Region pointing data:

· · · ·

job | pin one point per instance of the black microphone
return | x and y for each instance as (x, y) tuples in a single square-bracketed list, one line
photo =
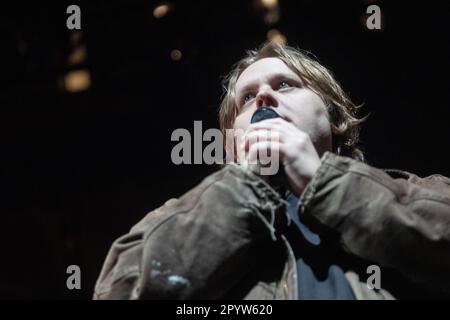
[(263, 113)]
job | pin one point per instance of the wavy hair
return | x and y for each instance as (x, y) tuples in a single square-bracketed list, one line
[(345, 125)]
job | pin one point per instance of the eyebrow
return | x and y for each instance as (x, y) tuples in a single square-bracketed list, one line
[(250, 86)]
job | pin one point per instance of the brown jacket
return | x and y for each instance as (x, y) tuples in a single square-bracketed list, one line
[(224, 238)]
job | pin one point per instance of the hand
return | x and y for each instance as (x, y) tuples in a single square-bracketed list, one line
[(297, 153)]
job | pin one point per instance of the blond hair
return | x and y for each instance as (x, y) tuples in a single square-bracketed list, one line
[(345, 126)]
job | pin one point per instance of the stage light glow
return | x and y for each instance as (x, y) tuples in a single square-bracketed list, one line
[(161, 10), (79, 80), (276, 36), (269, 4)]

· · · ·

__What to produce__. Make an exact copy of every record, pictures excluded.

__Solution to the problem__.
job | pin one point per instance of the black microphone
return | x and y for each instance as (x, y) tuples in a single square-bracketed list, one line
photo =
[(263, 113)]
job | pin one point per instance of the wavy hair
return | x and y for each instance as (x, y) tuples in a single square-bracketed list, one line
[(345, 125)]
job | pin one point per instance of the eyebrow
return | x and y for each instance as (x, y) tuples in a single square-bracketed list, one line
[(250, 86)]
job | pin one point per instance of the brown jacket
return | x and y for each instance as (x, y) tuples in a single square-bracketed list, one line
[(224, 238)]
job | pin one point per instance of the hand
return | x and y for each instance as (x, y) tuples in a single square-bracketed list, one line
[(297, 153)]
job | pin one point per instance of the blond hair
return | x and y for each instance as (x, y) tuples in a single square-bracketed list, one line
[(345, 126)]
job | pin one point per instance of the stage light glow
return | x and y for each instance as (x, y) tuples in a single square-bracketed list, one line
[(161, 10), (79, 80), (276, 36), (269, 4)]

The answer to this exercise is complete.